=== SUPPLIED ENTRIES ===
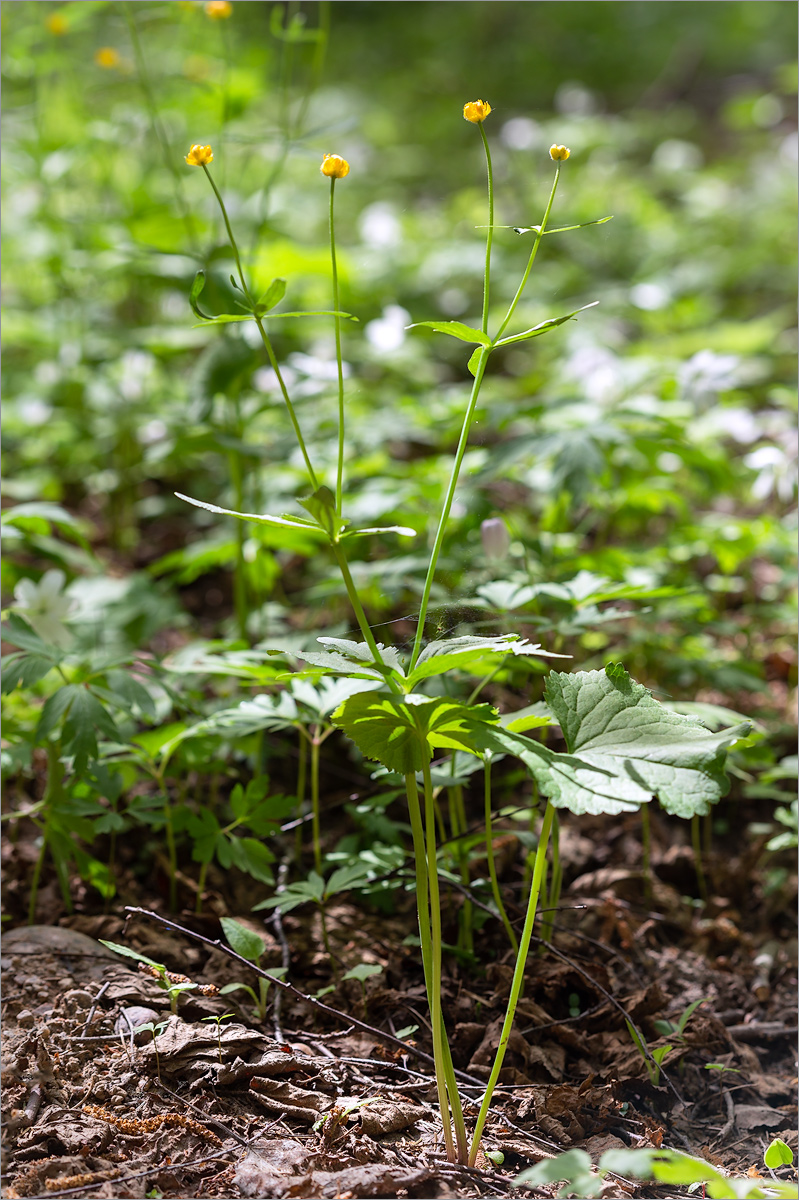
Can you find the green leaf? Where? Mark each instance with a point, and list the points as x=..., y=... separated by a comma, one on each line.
x=24, y=670
x=127, y=953
x=560, y=229
x=252, y=857
x=272, y=295
x=778, y=1153
x=402, y=733
x=343, y=877
x=455, y=329
x=617, y=729
x=244, y=941
x=467, y=652
x=18, y=633
x=544, y=327
x=260, y=517
x=474, y=361
x=227, y=318
x=364, y=971
x=194, y=294
x=402, y=531
x=322, y=505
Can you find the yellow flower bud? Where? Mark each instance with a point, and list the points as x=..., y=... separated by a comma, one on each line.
x=476, y=111
x=107, y=57
x=199, y=156
x=334, y=166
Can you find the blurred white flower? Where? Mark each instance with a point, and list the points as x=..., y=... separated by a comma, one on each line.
x=388, y=333
x=44, y=606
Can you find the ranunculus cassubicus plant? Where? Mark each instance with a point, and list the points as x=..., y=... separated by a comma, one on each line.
x=623, y=748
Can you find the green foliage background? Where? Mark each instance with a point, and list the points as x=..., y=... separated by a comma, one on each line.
x=643, y=456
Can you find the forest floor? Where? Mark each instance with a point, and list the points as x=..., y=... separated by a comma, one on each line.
x=323, y=1101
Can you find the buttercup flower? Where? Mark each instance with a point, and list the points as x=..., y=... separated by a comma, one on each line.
x=199, y=156
x=107, y=57
x=476, y=111
x=217, y=10
x=334, y=166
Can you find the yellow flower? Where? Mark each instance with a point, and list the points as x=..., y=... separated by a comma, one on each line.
x=217, y=10
x=334, y=166
x=107, y=57
x=199, y=156
x=476, y=111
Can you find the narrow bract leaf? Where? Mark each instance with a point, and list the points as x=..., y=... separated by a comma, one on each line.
x=582, y=225
x=272, y=295
x=260, y=517
x=193, y=295
x=455, y=329
x=544, y=327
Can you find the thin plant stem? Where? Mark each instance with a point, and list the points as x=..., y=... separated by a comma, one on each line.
x=157, y=129
x=448, y=504
x=458, y=823
x=490, y=235
x=696, y=841
x=425, y=936
x=436, y=957
x=200, y=887
x=646, y=851
x=172, y=855
x=538, y=241
x=556, y=882
x=314, y=798
x=301, y=775
x=264, y=336
x=490, y=856
x=340, y=467
x=518, y=978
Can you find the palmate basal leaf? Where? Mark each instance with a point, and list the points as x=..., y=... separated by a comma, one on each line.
x=403, y=732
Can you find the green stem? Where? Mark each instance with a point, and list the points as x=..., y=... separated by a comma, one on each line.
x=340, y=469
x=458, y=823
x=301, y=773
x=434, y=997
x=646, y=851
x=170, y=853
x=490, y=237
x=200, y=888
x=696, y=841
x=358, y=607
x=157, y=129
x=264, y=336
x=518, y=978
x=490, y=856
x=448, y=504
x=314, y=799
x=539, y=238
x=556, y=882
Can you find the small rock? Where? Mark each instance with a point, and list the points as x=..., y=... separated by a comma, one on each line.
x=133, y=1017
x=78, y=999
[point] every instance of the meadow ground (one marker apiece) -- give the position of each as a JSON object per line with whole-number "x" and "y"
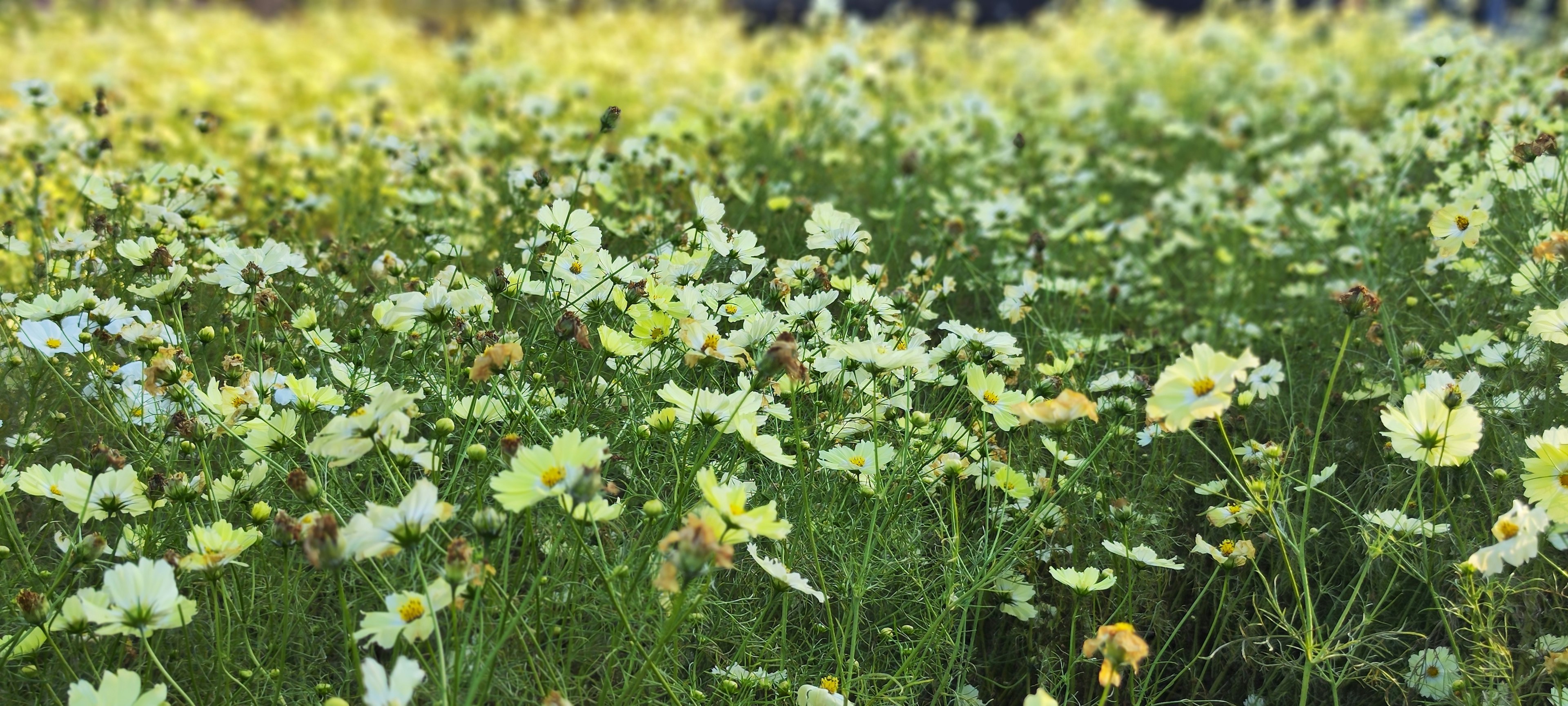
{"x": 628, "y": 357}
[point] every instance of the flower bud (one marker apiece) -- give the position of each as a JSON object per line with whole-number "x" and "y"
{"x": 609, "y": 120}
{"x": 490, "y": 523}
{"x": 1359, "y": 302}
{"x": 33, "y": 606}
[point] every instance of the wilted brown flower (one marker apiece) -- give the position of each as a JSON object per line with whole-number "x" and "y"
{"x": 784, "y": 355}
{"x": 1120, "y": 647}
{"x": 323, "y": 543}
{"x": 571, "y": 328}
{"x": 689, "y": 551}
{"x": 494, "y": 360}
{"x": 1359, "y": 300}
{"x": 1058, "y": 413}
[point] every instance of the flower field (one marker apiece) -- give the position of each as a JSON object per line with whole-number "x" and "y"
{"x": 626, "y": 357}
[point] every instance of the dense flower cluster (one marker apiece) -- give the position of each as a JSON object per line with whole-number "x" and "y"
{"x": 830, "y": 365}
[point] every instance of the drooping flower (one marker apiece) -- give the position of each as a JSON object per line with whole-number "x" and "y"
{"x": 1547, "y": 474}
{"x": 783, "y": 575}
{"x": 217, "y": 545}
{"x": 726, "y": 512}
{"x": 1434, "y": 672}
{"x": 121, "y": 688}
{"x": 537, "y": 473}
{"x": 1454, "y": 228}
{"x": 1197, "y": 387}
{"x": 995, "y": 398}
{"x": 1426, "y": 429}
{"x": 410, "y": 616}
{"x": 1084, "y": 581}
{"x": 1519, "y": 539}
{"x": 140, "y": 598}
{"x": 396, "y": 689}
{"x": 383, "y": 531}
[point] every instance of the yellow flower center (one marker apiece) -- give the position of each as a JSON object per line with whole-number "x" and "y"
{"x": 413, "y": 609}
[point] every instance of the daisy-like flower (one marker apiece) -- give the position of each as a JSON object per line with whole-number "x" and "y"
{"x": 410, "y": 616}
{"x": 54, "y": 482}
{"x": 1020, "y": 594}
{"x": 783, "y": 575}
{"x": 539, "y": 473}
{"x": 703, "y": 341}
{"x": 726, "y": 512}
{"x": 1429, "y": 430}
{"x": 396, "y": 689}
{"x": 1547, "y": 474}
{"x": 117, "y": 492}
{"x": 1060, "y": 412}
{"x": 835, "y": 229}
{"x": 1197, "y": 387}
{"x": 1266, "y": 380}
{"x": 140, "y": 598}
{"x": 1396, "y": 521}
{"x": 49, "y": 338}
{"x": 1519, "y": 539}
{"x": 1434, "y": 672}
{"x": 383, "y": 531}
{"x": 1230, "y": 553}
{"x": 248, "y": 267}
{"x": 995, "y": 398}
{"x": 822, "y": 696}
{"x": 1144, "y": 555}
{"x": 1040, "y": 699}
{"x": 1454, "y": 228}
{"x": 863, "y": 462}
{"x": 1084, "y": 581}
{"x": 1550, "y": 324}
{"x": 1232, "y": 514}
{"x": 121, "y": 688}
{"x": 217, "y": 545}
{"x": 733, "y": 413}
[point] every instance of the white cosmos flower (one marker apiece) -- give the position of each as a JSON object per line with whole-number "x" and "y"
{"x": 49, "y": 338}
{"x": 121, "y": 688}
{"x": 396, "y": 689}
{"x": 1144, "y": 555}
{"x": 783, "y": 575}
{"x": 1519, "y": 539}
{"x": 382, "y": 531}
{"x": 142, "y": 598}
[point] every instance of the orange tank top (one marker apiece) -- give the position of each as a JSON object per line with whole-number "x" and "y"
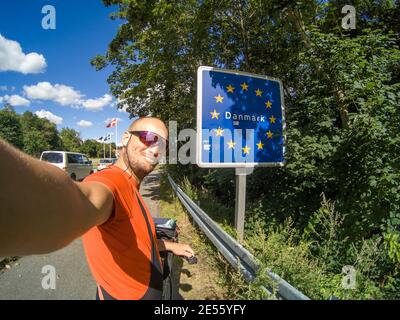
{"x": 122, "y": 253}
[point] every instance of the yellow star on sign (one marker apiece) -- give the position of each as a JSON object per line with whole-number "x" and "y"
{"x": 219, "y": 98}
{"x": 246, "y": 150}
{"x": 214, "y": 114}
{"x": 230, "y": 88}
{"x": 219, "y": 132}
{"x": 231, "y": 144}
{"x": 244, "y": 86}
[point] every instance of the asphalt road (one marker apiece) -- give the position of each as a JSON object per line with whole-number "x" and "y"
{"x": 73, "y": 279}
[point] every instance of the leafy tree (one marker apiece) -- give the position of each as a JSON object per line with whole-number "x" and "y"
{"x": 10, "y": 127}
{"x": 71, "y": 140}
{"x": 39, "y": 134}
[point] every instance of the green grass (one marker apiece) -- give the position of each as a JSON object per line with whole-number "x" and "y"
{"x": 310, "y": 260}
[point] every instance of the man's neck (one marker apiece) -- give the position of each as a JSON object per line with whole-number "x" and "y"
{"x": 122, "y": 165}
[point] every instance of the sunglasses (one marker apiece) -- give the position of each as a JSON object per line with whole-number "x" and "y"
{"x": 149, "y": 138}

=== AIM OF THE EXERCISE ===
Return the records above verbatim, images excluded.

=== SOLUTION TO THIS EXERCISE ===
Can you find the green leaf? Where? Mark each instance with a point, and list the points as x=..., y=... separated by a comma, one on each line.
x=24, y=670
x=127, y=953
x=560, y=229
x=252, y=857
x=272, y=295
x=778, y=1153
x=402, y=733
x=343, y=877
x=455, y=329
x=617, y=729
x=244, y=941
x=467, y=652
x=18, y=633
x=544, y=327
x=260, y=517
x=474, y=361
x=227, y=318
x=364, y=971
x=194, y=294
x=402, y=531
x=322, y=505
Can you find the yellow flower bud? Where? Mark each instance with a point, and list the points as x=..., y=... separated by a comma, one on each line.
x=476, y=111
x=107, y=57
x=199, y=156
x=334, y=166
Can you find the blurred white flower? Where? Mark each instance with a point, and list the points as x=..., y=... separated by a comma, one on each line.
x=388, y=333
x=44, y=606
Can you find the ranunculus cassubicus plant? Where? Mark each instance with a point, and list the points as x=..., y=... separated by a comma, one on each line.
x=623, y=748
Can you find the green foliage background? Where? Mark each instance with a point, and list the points as x=..., y=... separated by a comma, one on each line.
x=643, y=456
Can you find the forest floor? Where? Mark each instance with a point, and list the points as x=..., y=... separated by a comma, one on each line.
x=323, y=1101
Can you find the buttercup flower? Where? Mark each instance with a point, and list the points as x=..., y=... separated by a comma, one on each line.
x=199, y=156
x=107, y=57
x=476, y=111
x=217, y=10
x=334, y=166
Can you find the yellow flower? Where? Mark each instance with a point, and list the points as x=..., y=... separated by a comma, one on each line.
x=217, y=10
x=334, y=166
x=107, y=57
x=199, y=156
x=476, y=111
Can you find the narrow bract leaf? Where? Mark each instance with a point, and list the points as x=..., y=... separated by a comma, one on each line.
x=582, y=225
x=272, y=295
x=260, y=517
x=193, y=295
x=455, y=329
x=544, y=327
Can you find the thin plant stem? Where? Mark each instance with a point, and list the points as x=..., y=... separated by a comma, one on each line.
x=157, y=129
x=448, y=504
x=458, y=823
x=490, y=235
x=696, y=841
x=425, y=936
x=436, y=957
x=200, y=887
x=646, y=851
x=172, y=855
x=538, y=241
x=556, y=882
x=314, y=798
x=301, y=775
x=264, y=336
x=490, y=856
x=340, y=467
x=518, y=978
Can you find the palmate basal leaf? Where? Mark each instance with a point, and list the points as x=..., y=... separated by a comma, one on each line.
x=403, y=732
Can you find the green stem? Where? Mark each instance with a point, and list the points as x=..., y=... separated by a comma, one on each line.
x=340, y=469
x=458, y=823
x=301, y=773
x=434, y=997
x=646, y=851
x=170, y=853
x=490, y=237
x=200, y=888
x=696, y=841
x=358, y=607
x=157, y=129
x=264, y=336
x=518, y=978
x=490, y=856
x=448, y=504
x=314, y=799
x=539, y=238
x=556, y=882
Can you find the small rock? Where? Mark each instance with a point, and list the points as x=..., y=... separated by a comma, one on each line.
x=133, y=1017
x=78, y=999
[point] every instance of the meadow ground (one marker apiece) -- give the position of each as a JSON object per line with whole-number "x" and "y"
{"x": 628, "y": 357}
[point] every instance of the flower bud (one marker apiece) -- give the position of each as a JSON object per line with whole-number "x" and "y"
{"x": 609, "y": 120}
{"x": 490, "y": 523}
{"x": 1359, "y": 302}
{"x": 33, "y": 606}
[point] every instance of the wilted brown flower (one marker apiece) -- give the position of each as a JSON object per line with whole-number "x" and "y"
{"x": 784, "y": 355}
{"x": 1120, "y": 647}
{"x": 323, "y": 543}
{"x": 571, "y": 328}
{"x": 689, "y": 551}
{"x": 494, "y": 360}
{"x": 1359, "y": 300}
{"x": 1058, "y": 413}
[point] every instance of the flower field (one marker apiece) -- give the position of each as a JSON object per line with whole-number "x" and "y"
{"x": 626, "y": 357}
[point] every instance of the dense flower cluster (one marker apiece) -- give the position of each as a JSON object per line with whole-number "x" and "y"
{"x": 830, "y": 365}
[point] every instance of the drooping flower (one marker apiece) -- give the position of each as a JSON object per line with whole-number "x" and "y"
{"x": 1547, "y": 474}
{"x": 783, "y": 575}
{"x": 217, "y": 545}
{"x": 726, "y": 512}
{"x": 1434, "y": 672}
{"x": 121, "y": 688}
{"x": 537, "y": 473}
{"x": 1454, "y": 228}
{"x": 1197, "y": 387}
{"x": 995, "y": 398}
{"x": 1426, "y": 429}
{"x": 410, "y": 616}
{"x": 1084, "y": 581}
{"x": 1519, "y": 539}
{"x": 140, "y": 598}
{"x": 396, "y": 689}
{"x": 383, "y": 531}
[point] every instance of the yellow flower center (one marker apiece) -- give the position of each as a JSON object per line with whole-number "x" and "y"
{"x": 413, "y": 609}
[point] every instance of the daisy-like flower (one marker apiece) -- give the position of each as a JSON object per line with whole-number "x" and "y"
{"x": 410, "y": 616}
{"x": 54, "y": 482}
{"x": 1020, "y": 594}
{"x": 783, "y": 575}
{"x": 539, "y": 473}
{"x": 703, "y": 341}
{"x": 726, "y": 512}
{"x": 1429, "y": 430}
{"x": 396, "y": 689}
{"x": 1547, "y": 474}
{"x": 117, "y": 492}
{"x": 1060, "y": 412}
{"x": 835, "y": 229}
{"x": 1197, "y": 387}
{"x": 1266, "y": 380}
{"x": 140, "y": 598}
{"x": 1396, "y": 521}
{"x": 49, "y": 338}
{"x": 1519, "y": 539}
{"x": 1434, "y": 672}
{"x": 383, "y": 531}
{"x": 1230, "y": 553}
{"x": 248, "y": 267}
{"x": 995, "y": 398}
{"x": 822, "y": 696}
{"x": 1144, "y": 555}
{"x": 1040, "y": 699}
{"x": 1454, "y": 228}
{"x": 863, "y": 462}
{"x": 1084, "y": 581}
{"x": 1550, "y": 324}
{"x": 1232, "y": 514}
{"x": 121, "y": 688}
{"x": 217, "y": 545}
{"x": 733, "y": 413}
[point] every instance of the white cosmos flower (one marker apiece) -- give the position of each as a JSON object per line with whole-number "x" and "y"
{"x": 49, "y": 338}
{"x": 121, "y": 688}
{"x": 396, "y": 689}
{"x": 1144, "y": 555}
{"x": 783, "y": 575}
{"x": 1519, "y": 539}
{"x": 382, "y": 531}
{"x": 142, "y": 598}
[point] every instance of the orange tank top (one marker apiece) -- give the position of each as a JSON object per line with whole-number "x" and "y"
{"x": 122, "y": 253}
[point] every instance of the yellow star on sign (one marker apiece) -- give the position of each as a JSON object per line with whole-number "x" and "y"
{"x": 219, "y": 98}
{"x": 246, "y": 150}
{"x": 214, "y": 114}
{"x": 230, "y": 88}
{"x": 219, "y": 132}
{"x": 231, "y": 144}
{"x": 244, "y": 86}
[point] every instance of the asphalt road (one marker apiece) -- give the position of each as a JSON object per line with whole-number "x" and "y"
{"x": 73, "y": 279}
[point] every instance of the leafy tree (one marker apiece) -- give the position of each as a JSON object per line with whole-number "x" and "y"
{"x": 10, "y": 127}
{"x": 71, "y": 140}
{"x": 39, "y": 134}
[point] every instance of the green grass (one marker apiece) -- give the position of each as a JSON object per line with whole-number "x" and "y"
{"x": 310, "y": 260}
[point] every instance of the man's neck (one marker apiece) -- give the position of each as a JSON object per line with whole-number "x" and "y"
{"x": 122, "y": 165}
[point] every instance of the sunglasses (one marker apiece) -- give the position of each as a JSON object per line with whole-number "x" and "y"
{"x": 149, "y": 138}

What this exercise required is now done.